[Records — start]
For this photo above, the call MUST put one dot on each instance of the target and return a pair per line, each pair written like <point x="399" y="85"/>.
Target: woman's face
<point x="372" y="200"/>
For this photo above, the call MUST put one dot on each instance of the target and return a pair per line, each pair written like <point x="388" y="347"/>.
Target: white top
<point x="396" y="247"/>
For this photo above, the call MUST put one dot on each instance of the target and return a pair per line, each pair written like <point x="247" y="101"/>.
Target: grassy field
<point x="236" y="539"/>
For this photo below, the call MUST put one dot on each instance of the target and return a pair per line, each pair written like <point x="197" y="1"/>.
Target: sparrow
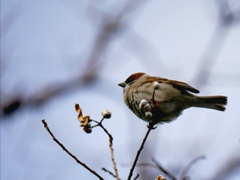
<point x="159" y="100"/>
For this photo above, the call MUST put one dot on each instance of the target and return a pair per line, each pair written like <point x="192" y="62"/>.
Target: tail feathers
<point x="212" y="102"/>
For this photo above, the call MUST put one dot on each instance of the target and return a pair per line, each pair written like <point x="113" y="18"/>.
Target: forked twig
<point x="189" y="165"/>
<point x="110" y="146"/>
<point x="150" y="127"/>
<point x="112" y="174"/>
<point x="69" y="153"/>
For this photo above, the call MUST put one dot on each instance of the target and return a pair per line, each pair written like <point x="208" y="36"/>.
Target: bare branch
<point x="110" y="146"/>
<point x="150" y="127"/>
<point x="189" y="165"/>
<point x="69" y="153"/>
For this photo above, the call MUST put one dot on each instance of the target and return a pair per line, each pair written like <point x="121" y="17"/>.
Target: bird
<point x="159" y="100"/>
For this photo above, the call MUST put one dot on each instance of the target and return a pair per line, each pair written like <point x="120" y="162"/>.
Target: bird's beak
<point x="123" y="84"/>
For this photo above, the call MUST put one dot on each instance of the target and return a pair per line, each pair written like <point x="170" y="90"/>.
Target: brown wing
<point x="181" y="85"/>
<point x="177" y="84"/>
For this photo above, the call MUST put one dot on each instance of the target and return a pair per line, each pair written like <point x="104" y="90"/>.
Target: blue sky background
<point x="58" y="53"/>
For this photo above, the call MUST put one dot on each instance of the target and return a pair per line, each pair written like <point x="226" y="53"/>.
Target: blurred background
<point x="58" y="53"/>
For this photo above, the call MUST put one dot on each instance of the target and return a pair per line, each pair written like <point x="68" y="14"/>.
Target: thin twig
<point x="110" y="146"/>
<point x="189" y="165"/>
<point x="150" y="127"/>
<point x="69" y="153"/>
<point x="163" y="169"/>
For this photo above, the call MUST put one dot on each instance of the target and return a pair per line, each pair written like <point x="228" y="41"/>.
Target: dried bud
<point x="147" y="107"/>
<point x="148" y="115"/>
<point x="156" y="85"/>
<point x="106" y="114"/>
<point x="142" y="103"/>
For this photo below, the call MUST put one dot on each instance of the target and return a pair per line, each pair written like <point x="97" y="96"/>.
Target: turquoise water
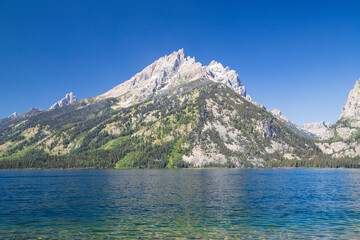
<point x="188" y="203"/>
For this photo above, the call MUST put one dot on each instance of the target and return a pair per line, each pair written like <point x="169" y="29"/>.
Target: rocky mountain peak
<point x="15" y="114"/>
<point x="171" y="71"/>
<point x="352" y="106"/>
<point x="70" y="98"/>
<point x="277" y="113"/>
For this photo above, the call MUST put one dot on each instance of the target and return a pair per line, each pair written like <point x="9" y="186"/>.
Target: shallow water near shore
<point x="186" y="203"/>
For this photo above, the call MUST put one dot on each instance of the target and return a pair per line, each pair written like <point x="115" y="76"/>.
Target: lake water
<point x="187" y="203"/>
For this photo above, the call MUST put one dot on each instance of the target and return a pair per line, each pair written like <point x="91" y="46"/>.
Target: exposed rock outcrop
<point x="15" y="114"/>
<point x="171" y="71"/>
<point x="319" y="129"/>
<point x="70" y="98"/>
<point x="277" y="113"/>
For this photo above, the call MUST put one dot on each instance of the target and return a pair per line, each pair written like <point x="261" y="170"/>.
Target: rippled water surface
<point x="189" y="203"/>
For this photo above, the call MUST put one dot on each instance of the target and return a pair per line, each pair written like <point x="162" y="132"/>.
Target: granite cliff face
<point x="70" y="98"/>
<point x="171" y="71"/>
<point x="175" y="113"/>
<point x="352" y="106"/>
<point x="277" y="113"/>
<point x="316" y="128"/>
<point x="343" y="138"/>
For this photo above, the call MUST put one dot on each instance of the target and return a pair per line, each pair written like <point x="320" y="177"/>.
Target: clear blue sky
<point x="302" y="57"/>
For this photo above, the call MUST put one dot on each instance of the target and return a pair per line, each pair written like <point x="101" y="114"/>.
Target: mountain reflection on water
<point x="186" y="203"/>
[Records — finish]
* _Activity_
After reading through the material, report every line that holds "below".

* _Result of the task_
For this photo below, the call MUST put one dot on each instance of the target and return a pair per line, each pair written like <point x="197" y="1"/>.
For this photo below, the call MUST put one dot on each instance of the target and return a pair per line, each pair written like <point x="97" y="96"/>.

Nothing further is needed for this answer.